··· DATASET ROWS ···

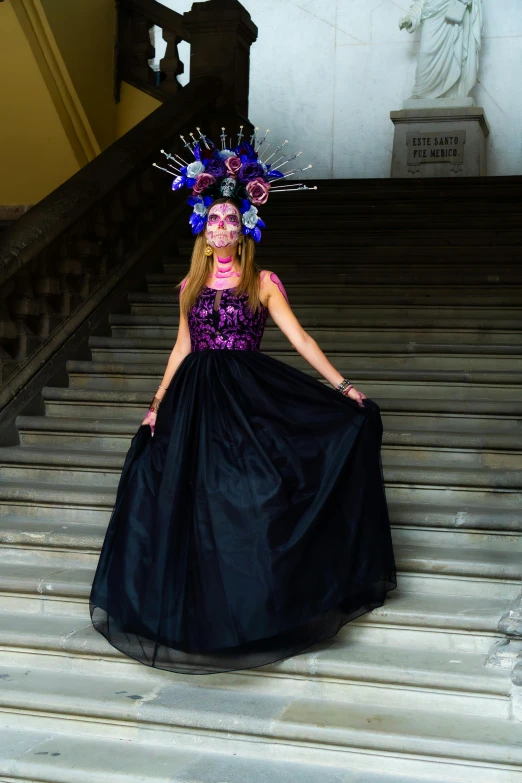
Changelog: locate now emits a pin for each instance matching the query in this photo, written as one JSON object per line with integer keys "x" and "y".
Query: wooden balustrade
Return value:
{"x": 60, "y": 253}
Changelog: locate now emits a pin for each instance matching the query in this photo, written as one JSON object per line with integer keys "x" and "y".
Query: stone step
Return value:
{"x": 460, "y": 516}
{"x": 147, "y": 348}
{"x": 145, "y": 329}
{"x": 90, "y": 452}
{"x": 503, "y": 384}
{"x": 427, "y": 561}
{"x": 446, "y": 619}
{"x": 421, "y": 561}
{"x": 446, "y": 403}
{"x": 437, "y": 680}
{"x": 352, "y": 293}
{"x": 459, "y": 316}
{"x": 420, "y": 430}
{"x": 53, "y": 756}
{"x": 197, "y": 713}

···

## DESCRIPTION OF THE TASK
Format every line of the material above as a Markdown table with the columns "No." and "Line", numbering the rows in order and omitting blank lines. Leave the pictures out.

## TASK RESULT
| No. | Line |
|---|---|
| 1 | Changelog: locate now emits a pin for each instance matching the query in this photo, written as one JSON object per line with integer keys "x" and "y". |
| 2 | Query: wooden balustrade |
| 3 | Return value: |
| 4 | {"x": 60, "y": 253} |
| 5 | Changelog: locate now emits a pin for each instance matching the query in this photo, written as one JSON object per line with integer keys "x" and "y". |
| 6 | Query: stone step |
| 7 | Return value: |
| 8 | {"x": 460, "y": 516} |
| 9 | {"x": 147, "y": 348} |
| 10 | {"x": 145, "y": 329} |
| 11 | {"x": 90, "y": 452} |
| 12 | {"x": 503, "y": 384} |
| 13 | {"x": 427, "y": 561} |
| 14 | {"x": 446, "y": 619} |
| 15 | {"x": 421, "y": 561} |
| 16 | {"x": 446, "y": 403} |
| 17 | {"x": 437, "y": 680} |
| 18 | {"x": 352, "y": 293} |
| 19 | {"x": 459, "y": 316} |
| 20 | {"x": 420, "y": 430} |
| 21 | {"x": 53, "y": 756} |
| 22 | {"x": 197, "y": 713} |